§ WHAT NEEDS TO BE DONE: Copy the following records word for word, starting with the line that contains "We already know the window is" and going on through the line that contains "[[302, 168, 336, 211], [547, 125, 640, 203]]".
---- LISTING
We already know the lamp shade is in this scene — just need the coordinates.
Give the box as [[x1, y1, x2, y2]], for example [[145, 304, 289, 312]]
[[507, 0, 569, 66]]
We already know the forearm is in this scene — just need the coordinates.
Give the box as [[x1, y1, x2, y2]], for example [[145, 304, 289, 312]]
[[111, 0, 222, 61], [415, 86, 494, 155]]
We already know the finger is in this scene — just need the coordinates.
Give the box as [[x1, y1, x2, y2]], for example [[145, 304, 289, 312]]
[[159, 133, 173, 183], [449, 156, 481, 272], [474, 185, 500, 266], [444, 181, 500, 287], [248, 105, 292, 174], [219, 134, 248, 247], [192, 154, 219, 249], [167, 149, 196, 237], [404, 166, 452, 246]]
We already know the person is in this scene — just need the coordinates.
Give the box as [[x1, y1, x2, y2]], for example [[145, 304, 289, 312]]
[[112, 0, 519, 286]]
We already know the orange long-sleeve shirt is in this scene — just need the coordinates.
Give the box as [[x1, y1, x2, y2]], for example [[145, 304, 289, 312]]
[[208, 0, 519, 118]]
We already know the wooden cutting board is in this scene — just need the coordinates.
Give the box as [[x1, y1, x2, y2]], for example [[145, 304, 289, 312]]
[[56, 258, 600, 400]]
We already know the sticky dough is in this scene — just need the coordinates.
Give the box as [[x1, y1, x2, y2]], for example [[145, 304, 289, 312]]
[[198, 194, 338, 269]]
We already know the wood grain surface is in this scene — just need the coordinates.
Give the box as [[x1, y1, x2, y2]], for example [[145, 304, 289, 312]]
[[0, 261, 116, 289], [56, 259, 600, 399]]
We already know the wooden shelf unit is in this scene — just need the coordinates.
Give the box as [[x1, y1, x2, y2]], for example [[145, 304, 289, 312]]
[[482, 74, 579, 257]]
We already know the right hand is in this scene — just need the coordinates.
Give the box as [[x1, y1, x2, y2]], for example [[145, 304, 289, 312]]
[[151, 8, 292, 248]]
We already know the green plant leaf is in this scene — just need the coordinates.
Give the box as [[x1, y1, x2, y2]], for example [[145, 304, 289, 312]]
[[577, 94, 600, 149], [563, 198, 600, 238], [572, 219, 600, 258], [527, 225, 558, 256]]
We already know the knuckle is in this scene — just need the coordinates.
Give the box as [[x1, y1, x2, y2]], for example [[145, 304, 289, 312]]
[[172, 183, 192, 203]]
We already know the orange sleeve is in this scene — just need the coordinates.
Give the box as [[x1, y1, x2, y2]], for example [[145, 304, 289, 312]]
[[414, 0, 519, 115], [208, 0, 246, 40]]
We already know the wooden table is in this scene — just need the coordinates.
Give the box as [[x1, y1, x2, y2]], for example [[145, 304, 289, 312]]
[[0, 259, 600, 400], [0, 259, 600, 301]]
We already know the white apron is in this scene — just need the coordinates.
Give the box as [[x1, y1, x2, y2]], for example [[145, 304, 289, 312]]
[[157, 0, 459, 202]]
--------
---- LISTING
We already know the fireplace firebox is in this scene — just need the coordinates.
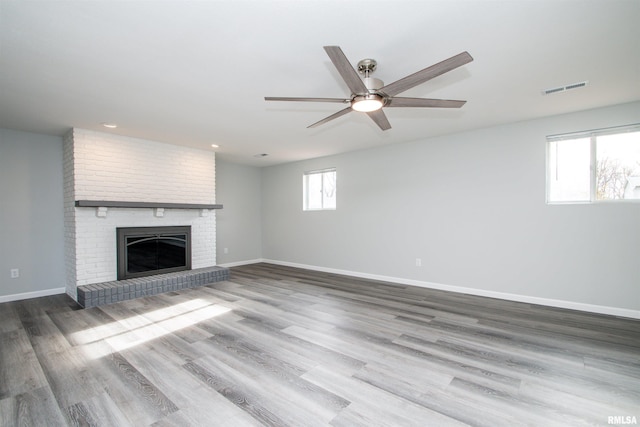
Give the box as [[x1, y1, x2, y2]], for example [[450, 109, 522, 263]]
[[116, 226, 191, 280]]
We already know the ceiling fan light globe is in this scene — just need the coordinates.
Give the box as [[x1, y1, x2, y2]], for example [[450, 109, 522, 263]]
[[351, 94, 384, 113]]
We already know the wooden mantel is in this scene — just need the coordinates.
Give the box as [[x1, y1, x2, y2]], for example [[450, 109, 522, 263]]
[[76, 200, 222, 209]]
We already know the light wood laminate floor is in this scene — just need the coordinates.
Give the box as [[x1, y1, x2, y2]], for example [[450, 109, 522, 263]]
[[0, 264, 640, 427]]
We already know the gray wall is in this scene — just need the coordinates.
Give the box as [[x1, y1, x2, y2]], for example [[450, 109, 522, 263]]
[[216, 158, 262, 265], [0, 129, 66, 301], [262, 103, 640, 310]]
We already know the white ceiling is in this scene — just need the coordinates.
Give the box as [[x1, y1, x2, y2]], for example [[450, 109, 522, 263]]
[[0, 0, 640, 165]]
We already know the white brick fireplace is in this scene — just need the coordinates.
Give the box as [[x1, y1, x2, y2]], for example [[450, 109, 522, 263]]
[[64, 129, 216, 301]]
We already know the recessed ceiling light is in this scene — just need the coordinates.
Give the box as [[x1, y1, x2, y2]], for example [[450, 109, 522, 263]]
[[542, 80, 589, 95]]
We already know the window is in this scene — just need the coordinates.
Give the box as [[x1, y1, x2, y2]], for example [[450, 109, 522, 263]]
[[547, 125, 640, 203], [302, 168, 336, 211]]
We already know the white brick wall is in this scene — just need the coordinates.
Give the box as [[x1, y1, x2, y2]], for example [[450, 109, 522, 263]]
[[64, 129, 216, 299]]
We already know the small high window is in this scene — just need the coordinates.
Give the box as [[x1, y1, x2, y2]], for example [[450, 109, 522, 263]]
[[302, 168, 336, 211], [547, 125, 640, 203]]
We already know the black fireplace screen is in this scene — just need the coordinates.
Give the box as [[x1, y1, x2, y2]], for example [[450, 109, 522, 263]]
--------
---- LISTING
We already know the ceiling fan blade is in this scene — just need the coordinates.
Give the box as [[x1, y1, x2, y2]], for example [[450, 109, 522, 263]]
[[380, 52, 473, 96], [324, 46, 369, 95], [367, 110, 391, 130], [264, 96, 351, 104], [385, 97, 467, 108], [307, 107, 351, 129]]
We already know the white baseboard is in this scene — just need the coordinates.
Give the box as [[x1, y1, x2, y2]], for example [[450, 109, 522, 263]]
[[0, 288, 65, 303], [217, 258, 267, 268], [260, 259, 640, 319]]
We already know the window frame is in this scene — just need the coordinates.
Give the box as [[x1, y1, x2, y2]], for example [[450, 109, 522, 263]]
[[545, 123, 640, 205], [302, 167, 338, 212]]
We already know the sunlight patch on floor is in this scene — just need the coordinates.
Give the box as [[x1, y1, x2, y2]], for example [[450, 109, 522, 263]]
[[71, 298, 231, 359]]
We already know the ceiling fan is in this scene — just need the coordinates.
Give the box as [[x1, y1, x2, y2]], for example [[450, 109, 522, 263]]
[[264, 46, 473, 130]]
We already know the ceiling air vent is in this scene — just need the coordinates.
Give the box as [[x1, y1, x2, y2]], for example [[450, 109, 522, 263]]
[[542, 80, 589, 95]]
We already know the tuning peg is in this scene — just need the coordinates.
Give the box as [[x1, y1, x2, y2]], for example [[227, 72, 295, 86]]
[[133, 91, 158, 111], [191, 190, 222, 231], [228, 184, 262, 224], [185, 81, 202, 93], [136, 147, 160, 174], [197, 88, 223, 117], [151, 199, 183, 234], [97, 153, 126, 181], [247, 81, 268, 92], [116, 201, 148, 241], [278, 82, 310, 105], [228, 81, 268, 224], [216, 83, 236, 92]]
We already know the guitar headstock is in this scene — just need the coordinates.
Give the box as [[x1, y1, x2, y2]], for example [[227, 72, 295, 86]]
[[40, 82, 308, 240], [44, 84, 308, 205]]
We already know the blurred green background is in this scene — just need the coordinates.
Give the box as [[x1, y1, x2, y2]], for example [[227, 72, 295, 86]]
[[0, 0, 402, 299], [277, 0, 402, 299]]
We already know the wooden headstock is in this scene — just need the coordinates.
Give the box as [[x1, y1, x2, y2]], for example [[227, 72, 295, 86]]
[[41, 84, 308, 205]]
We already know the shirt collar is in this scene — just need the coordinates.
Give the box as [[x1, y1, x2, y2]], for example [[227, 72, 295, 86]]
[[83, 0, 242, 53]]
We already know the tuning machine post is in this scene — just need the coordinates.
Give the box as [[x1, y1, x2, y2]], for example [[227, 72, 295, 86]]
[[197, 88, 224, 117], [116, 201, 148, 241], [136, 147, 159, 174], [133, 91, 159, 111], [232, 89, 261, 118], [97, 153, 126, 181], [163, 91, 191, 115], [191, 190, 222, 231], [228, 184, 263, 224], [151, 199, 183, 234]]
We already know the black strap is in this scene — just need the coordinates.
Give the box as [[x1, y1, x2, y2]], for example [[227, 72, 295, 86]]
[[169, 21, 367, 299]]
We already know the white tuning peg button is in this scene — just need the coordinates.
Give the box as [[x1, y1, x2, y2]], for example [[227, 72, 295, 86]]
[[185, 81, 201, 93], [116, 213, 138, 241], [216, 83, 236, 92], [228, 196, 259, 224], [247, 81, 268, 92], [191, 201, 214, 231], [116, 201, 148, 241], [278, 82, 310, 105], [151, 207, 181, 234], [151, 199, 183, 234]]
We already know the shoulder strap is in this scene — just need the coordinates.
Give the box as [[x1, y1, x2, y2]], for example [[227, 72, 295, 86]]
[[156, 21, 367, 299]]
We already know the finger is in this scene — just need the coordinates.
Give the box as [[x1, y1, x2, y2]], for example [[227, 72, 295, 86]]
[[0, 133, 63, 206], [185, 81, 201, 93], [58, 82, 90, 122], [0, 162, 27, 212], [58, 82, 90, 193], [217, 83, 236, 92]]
--------
§ SOLUTION FOR THIS EXERCISE:
We already know the window is in this scene — just need the coordinates.
Give the box as [[x1, y1, x2, y2]], for example [[450, 109, 522, 263]]
[[547, 125, 640, 203], [302, 168, 336, 211]]
We already know the white brick wall is in this scene — just need the coordinates.
Give the box as [[x1, y1, x2, y2]], for example [[450, 109, 522, 263]]
[[64, 129, 216, 299]]
We already know the small high window is in this scene — just need the coordinates.
Give the box as [[x1, y1, x2, y2]], for example [[450, 109, 522, 263]]
[[302, 168, 336, 211], [547, 125, 640, 203]]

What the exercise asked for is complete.